Record extracts:
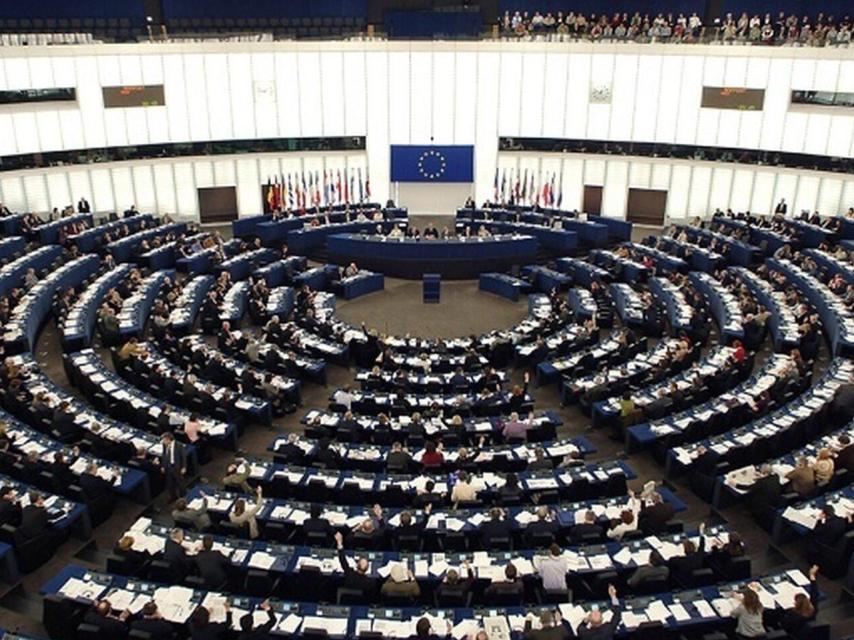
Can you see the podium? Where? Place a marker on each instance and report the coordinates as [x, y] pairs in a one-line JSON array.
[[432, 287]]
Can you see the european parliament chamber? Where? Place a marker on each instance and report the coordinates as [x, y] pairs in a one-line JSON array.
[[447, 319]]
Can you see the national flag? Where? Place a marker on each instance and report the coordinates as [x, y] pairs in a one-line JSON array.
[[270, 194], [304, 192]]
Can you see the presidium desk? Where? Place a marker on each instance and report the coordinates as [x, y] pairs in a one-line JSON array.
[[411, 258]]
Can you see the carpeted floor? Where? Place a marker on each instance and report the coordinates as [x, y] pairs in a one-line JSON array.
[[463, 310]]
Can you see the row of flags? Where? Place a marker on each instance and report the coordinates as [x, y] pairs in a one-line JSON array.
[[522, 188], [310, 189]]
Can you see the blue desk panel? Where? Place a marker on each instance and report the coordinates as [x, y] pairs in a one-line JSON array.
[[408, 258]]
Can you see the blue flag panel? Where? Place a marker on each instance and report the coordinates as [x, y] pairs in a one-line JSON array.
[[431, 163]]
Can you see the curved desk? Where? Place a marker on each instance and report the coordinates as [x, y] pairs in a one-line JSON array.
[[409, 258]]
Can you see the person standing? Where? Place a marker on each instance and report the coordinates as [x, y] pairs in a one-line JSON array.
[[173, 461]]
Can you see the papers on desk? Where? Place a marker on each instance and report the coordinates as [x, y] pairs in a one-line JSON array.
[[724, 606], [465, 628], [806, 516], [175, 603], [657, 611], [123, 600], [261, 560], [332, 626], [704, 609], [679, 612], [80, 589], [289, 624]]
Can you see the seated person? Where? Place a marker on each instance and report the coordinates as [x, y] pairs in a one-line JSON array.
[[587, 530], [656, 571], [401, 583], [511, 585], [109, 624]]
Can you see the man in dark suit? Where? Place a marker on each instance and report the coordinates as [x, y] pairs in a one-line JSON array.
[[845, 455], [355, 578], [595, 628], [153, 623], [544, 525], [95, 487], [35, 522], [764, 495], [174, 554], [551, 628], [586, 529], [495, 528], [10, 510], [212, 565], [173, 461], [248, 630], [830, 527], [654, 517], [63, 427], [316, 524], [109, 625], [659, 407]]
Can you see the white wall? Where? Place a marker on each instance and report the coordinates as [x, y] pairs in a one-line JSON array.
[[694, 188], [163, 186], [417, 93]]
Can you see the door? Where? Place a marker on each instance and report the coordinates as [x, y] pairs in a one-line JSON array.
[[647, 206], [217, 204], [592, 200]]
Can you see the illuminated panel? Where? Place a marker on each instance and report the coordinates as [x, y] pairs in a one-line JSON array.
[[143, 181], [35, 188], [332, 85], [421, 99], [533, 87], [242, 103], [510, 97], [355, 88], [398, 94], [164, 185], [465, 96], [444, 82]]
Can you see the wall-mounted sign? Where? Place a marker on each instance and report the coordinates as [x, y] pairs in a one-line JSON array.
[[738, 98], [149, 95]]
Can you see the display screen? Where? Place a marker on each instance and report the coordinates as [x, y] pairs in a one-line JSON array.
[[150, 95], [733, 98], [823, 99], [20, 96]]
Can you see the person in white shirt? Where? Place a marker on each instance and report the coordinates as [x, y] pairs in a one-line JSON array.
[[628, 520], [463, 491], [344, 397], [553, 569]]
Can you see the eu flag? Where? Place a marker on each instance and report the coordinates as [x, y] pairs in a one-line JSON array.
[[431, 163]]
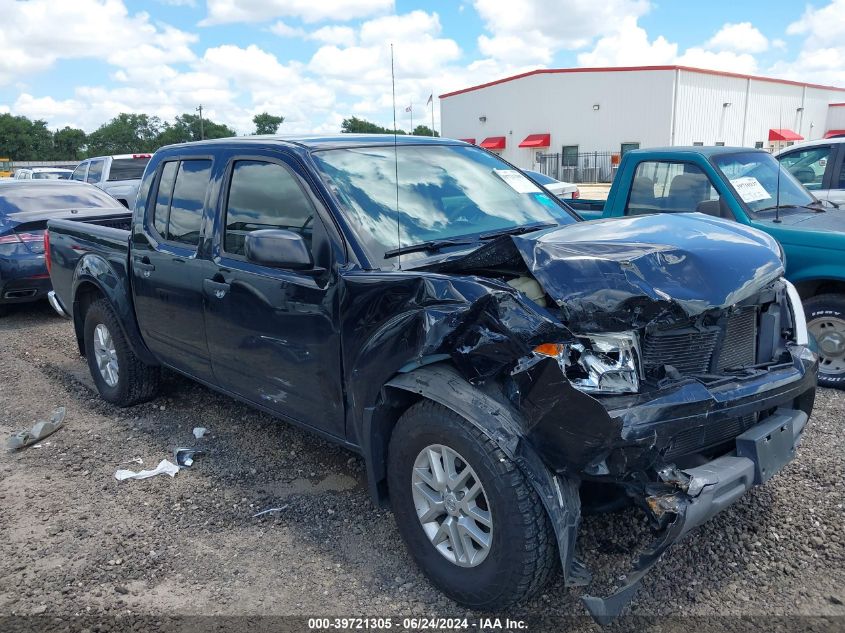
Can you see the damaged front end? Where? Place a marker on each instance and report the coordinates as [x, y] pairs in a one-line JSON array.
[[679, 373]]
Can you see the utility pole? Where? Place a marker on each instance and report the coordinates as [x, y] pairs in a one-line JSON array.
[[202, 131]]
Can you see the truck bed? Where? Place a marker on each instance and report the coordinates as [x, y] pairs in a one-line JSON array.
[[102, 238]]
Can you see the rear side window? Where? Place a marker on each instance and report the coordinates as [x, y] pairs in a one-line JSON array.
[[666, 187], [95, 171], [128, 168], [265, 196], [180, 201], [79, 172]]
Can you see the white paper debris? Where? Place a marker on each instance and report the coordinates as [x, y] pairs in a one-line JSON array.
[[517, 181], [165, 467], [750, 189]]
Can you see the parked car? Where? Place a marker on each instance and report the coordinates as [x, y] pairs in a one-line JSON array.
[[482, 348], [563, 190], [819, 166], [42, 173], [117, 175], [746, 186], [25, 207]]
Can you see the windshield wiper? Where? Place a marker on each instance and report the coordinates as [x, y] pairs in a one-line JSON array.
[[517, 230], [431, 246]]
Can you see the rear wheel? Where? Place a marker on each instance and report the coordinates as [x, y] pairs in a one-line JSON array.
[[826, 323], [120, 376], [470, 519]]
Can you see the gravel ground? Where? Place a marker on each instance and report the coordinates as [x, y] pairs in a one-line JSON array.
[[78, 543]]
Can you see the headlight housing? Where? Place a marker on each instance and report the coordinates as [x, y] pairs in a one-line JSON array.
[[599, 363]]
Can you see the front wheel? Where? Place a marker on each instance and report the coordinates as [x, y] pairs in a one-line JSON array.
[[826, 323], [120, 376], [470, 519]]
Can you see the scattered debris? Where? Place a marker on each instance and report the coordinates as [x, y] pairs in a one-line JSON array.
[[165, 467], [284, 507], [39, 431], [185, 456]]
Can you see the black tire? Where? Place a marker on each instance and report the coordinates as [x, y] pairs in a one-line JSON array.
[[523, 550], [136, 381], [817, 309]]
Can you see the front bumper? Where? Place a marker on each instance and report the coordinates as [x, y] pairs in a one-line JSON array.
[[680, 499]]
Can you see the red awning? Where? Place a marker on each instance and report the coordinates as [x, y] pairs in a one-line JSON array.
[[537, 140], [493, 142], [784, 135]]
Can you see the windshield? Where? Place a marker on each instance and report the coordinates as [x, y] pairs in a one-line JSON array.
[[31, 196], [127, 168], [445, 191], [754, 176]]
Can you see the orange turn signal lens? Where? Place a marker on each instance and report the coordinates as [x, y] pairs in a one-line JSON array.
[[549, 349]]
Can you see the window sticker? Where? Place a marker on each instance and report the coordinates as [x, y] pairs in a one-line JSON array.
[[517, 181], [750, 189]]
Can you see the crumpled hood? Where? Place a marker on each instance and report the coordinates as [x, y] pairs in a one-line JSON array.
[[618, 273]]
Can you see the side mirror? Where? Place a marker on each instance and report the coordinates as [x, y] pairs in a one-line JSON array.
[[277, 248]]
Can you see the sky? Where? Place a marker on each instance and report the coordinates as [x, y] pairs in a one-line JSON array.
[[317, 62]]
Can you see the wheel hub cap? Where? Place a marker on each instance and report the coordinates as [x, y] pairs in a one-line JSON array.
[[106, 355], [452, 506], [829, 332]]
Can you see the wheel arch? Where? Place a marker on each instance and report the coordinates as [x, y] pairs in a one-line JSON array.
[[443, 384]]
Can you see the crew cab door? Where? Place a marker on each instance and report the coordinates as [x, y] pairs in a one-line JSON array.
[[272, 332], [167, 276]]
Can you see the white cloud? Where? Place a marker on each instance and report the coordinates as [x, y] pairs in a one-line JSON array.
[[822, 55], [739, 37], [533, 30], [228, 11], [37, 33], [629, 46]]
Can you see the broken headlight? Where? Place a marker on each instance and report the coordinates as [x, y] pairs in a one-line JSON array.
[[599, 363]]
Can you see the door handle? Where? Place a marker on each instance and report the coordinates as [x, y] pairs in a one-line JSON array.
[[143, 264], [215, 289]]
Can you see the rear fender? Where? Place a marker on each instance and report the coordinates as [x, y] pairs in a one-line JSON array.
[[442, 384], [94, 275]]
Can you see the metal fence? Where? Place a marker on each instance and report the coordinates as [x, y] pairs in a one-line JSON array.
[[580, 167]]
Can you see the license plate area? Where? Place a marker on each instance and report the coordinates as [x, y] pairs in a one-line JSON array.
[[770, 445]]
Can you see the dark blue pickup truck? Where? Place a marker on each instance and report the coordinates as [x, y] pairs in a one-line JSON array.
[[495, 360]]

What is required: Everything from the line containing "Can you see the wheel hub" through the final line of the listing, inclusive, must be reproduced exactly; leave out the rest.

Result of this task:
Can you see the wheel hub cap? Where? Place a marker on each instance and report the coordinates as [x, y] pairs in a one-line JSON array.
[[106, 355], [452, 506], [829, 332]]
Can you see the wheel arch? Where? Place a marker on each instance and report the coordinates as [x, y] pairs in a one-line JSON array.
[[443, 384]]
Can you see the crew cab door? Where? Place a marker on each instance and report the coordinates as [x, y] pairs in a one-line JSON array.
[[272, 332], [167, 276]]
Can you see the white cloud? Where? Place a marker on each instance and report the coordinates as [x, y] pairs in a one-line JSON array.
[[822, 55], [739, 37], [533, 30], [228, 11], [37, 33], [629, 46]]
Can you see the broken headlight? Where? Place a marker on each instance and report the coordinates as [x, y] pairs in a one-line JSON array.
[[599, 363]]
Can you see the door handle? Where? Place a marker on each instance and report the coordinates as [x, y] pairs in a one-line JSON array.
[[143, 264], [215, 289]]
Can you see the rear fender? Where? Place a marker on each instance and report the coordinates as [x, y] pairs in a one-line JSON array.
[[442, 384], [94, 275]]
Can you see the metal fence? Where? Place a marker on each instance and report the coordinates as [x, y] pairs in a one-line JSON array.
[[580, 167]]
Can you see the license plate area? Where? Place a marker on each instance and report the coordinates as [x, y] pairs in a one-line JSON array.
[[770, 445]]
Can you see the dark blue pickup truck? Where? Place a marker on each instance and report the coordinates as [x, y] pairs in a one-line JSON array.
[[495, 360]]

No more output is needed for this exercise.